* **Goal**: Will you transcribe the entries that follow, exactly and in full?

■ ■ ■ ■ ■ ■ ■

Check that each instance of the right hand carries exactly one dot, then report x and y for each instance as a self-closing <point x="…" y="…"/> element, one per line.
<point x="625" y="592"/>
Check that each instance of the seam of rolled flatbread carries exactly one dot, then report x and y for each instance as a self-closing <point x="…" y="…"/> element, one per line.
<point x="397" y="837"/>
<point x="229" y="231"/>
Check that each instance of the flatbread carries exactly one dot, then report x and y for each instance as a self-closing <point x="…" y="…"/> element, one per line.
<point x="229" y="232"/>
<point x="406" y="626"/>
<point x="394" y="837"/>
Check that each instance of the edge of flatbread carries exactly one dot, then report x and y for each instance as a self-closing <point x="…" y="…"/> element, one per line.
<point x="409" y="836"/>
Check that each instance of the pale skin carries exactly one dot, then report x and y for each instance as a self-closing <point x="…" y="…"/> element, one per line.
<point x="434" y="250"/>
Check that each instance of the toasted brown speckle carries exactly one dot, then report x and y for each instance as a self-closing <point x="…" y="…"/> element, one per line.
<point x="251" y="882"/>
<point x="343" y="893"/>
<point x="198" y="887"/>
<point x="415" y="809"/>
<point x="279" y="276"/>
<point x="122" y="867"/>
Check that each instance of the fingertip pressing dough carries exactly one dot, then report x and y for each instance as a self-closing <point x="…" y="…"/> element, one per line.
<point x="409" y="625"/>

■ ■ ■ ■ ■ ■ ■

* **Worked solution**:
Check that each instance of the right hand carries exactly one dot, then report x and y for each instance as a self-closing <point x="…" y="…"/> element, one per line.
<point x="625" y="592"/>
Check that each instance of the seam of rolled flatbread carries exactly one dot, then report x and y for each instance as a self-closing <point x="…" y="…"/> element, one per line.
<point x="397" y="837"/>
<point x="229" y="231"/>
Check that each instance of the flatbread carries exactly one dot, then report x and y for each instance as a self-closing <point x="…" y="…"/> element, one per line.
<point x="229" y="232"/>
<point x="406" y="626"/>
<point x="394" y="837"/>
Check that each instance of the edge of flatbread carries exactly one dot, then report x and y for each instance as a self-closing <point x="…" y="…"/> element, one per line.
<point x="409" y="836"/>
Check that each instance of the pale skin carries exactly one dot, then report x and y for each instance as a self-closing <point x="…" y="…"/> element, one per line.
<point x="434" y="250"/>
Check that each instance of the toasted brown speckle carries exactly one dot, then report x and y for each instance as a self-closing <point x="…" y="…"/> element, one per line.
<point x="251" y="882"/>
<point x="343" y="893"/>
<point x="198" y="887"/>
<point x="415" y="809"/>
<point x="279" y="276"/>
<point x="122" y="867"/>
Check that each instance of the fingertip pressing dough carries exactly one dot, then report x and y for each instance as a self-closing <point x="…" y="…"/> element, one per line.
<point x="409" y="625"/>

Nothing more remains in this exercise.